RECORDS FOR THE EXERCISE =>
_ _ _
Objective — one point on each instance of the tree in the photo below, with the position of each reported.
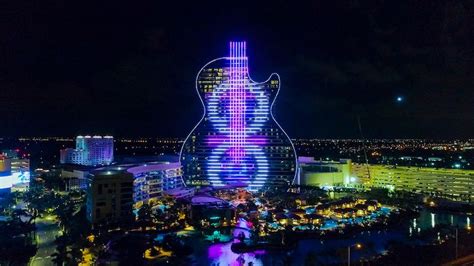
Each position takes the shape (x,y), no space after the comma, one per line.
(144,216)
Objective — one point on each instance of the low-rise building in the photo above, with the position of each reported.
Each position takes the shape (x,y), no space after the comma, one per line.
(454,184)
(110,197)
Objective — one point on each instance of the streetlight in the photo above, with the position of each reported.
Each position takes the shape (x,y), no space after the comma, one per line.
(357,246)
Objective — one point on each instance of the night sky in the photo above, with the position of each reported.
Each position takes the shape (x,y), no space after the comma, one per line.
(103,67)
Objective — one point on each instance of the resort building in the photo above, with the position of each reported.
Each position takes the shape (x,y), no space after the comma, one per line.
(237,141)
(323,173)
(150,181)
(110,197)
(89,151)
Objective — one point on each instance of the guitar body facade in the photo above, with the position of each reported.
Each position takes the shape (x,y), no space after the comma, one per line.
(237,141)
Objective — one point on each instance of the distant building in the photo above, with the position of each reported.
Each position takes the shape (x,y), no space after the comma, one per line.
(110,197)
(90,151)
(150,182)
(323,173)
(6,180)
(14,172)
(454,184)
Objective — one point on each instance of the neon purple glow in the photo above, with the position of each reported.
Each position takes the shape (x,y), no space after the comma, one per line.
(238,109)
(237,104)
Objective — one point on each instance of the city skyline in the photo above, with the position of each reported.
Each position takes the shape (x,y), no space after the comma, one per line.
(133,68)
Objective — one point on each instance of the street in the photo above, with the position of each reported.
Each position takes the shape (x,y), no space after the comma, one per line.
(46,232)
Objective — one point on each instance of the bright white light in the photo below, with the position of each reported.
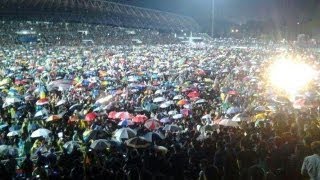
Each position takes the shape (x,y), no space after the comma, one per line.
(290,76)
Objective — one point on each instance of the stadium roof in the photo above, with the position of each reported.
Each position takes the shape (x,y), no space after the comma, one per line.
(96,11)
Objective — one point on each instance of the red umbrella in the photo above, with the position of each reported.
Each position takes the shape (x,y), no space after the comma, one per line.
(90,116)
(233,92)
(112,114)
(139,118)
(152,124)
(193,94)
(123,115)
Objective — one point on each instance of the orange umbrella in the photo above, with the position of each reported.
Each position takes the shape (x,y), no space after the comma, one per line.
(182,102)
(139,118)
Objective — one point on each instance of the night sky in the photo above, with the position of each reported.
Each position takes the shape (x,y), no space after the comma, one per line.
(236,11)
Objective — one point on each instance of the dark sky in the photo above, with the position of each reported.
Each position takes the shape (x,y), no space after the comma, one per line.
(237,11)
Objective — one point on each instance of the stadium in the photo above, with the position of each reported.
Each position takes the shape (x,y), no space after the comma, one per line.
(199,90)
_ _ _
WHAT IS BEING ASKED => Skipping the pictures, transcribe each line above exactly as it appears.

EXPECTED OUTPUT =>
Objective — one point on each instance of the tree in the photo below, with the position of each reported.
Each position takes the shape (x,y), no space after the comma, one per line.
(144,216)
Objective — one point on each instance of the low-rise building in the photo above, with the position of each reported.
Each position takes the shape (x,y), no space after the comma, one per line.
(454,184)
(110,197)
Objective — one point on each instance of the streetlight in the photo above, with the position of each reported.
Each position takes the shape (x,y), no space after the comma, one per line.
(357,246)
Objective — one point on each instance of the night sky in the photo above, with the position of each reported.
Each position takes the shape (x,y), no space after the comma, one per line.
(103,67)
Objective — one point on each instance of the resort building in the photo above, with the position of each reported.
Each position takes the shape (x,y), no space after the comma, one per line.
(237,141)
(323,173)
(150,181)
(110,197)
(89,151)
Objective — one point on each instance of the guitar body facade in the photo above, with the position of each reported.
Each position takes the shape (x,y), no space after the comma, one per line.
(237,141)
Objective — one point on each instance of the distant building in the photo above, with the position of each reported.
Each position takes the shape (x,y), no space after the comma, one per line.
(110,197)
(90,151)
(150,182)
(323,173)
(6,180)
(14,172)
(454,184)
Objective — one point on each instance of the neon purple glow in the photo above, with the position of each reported.
Each position takes the shape (x,y), no space after the comma, one per line.
(238,109)
(237,104)
Objective — one point on each instance of the city skyline in the photo above, with the position of each reported.
Each position takes the shape (x,y), no space after the comma, one per line.
(133,68)
Objective — one point on each instance of the street in the photo above, with the position of each reported.
Each position takes the shape (x,y), no space after the comma, one per line.
(46,232)
Objective — one point on each instance of the bright white light in the photo below, with the position of each reported.
Each position takes the shape (x,y), no space after the comma, one per line.
(290,76)
Objective — one point on each instance of the stadium roof in the photo above, with the position of each reported.
Each position takes the shape (x,y), no space after the comma, one per line.
(96,11)
Objective — one point on each instance of the red umbrella in the photo above, with the position of each reported.
Each position takes the shape (x,y), no space after the comma, one per line.
(90,116)
(233,92)
(112,114)
(139,118)
(152,124)
(193,94)
(123,115)
Objective — one point on each instance of the orange umbrella in the photo above, with the position of each reported.
Each position takes the shape (x,y), no space after the comma, one per line.
(182,102)
(139,118)
Objective — one point on each instance of the night sky in the photo above, with the position of each reported.
Each position takes the shape (x,y), no space after the comma, one per line.
(236,11)
Objective — one point on each instance of the dark sky in the photo above, with the position of each reported.
Each position takes the shape (x,y), no space after the comma, one per line.
(237,11)
Objective — one point on each instance of the stadium in the photo above, with the position of each reported.
Each position takes the shape (x,y), no space after the comma, one per line.
(199,90)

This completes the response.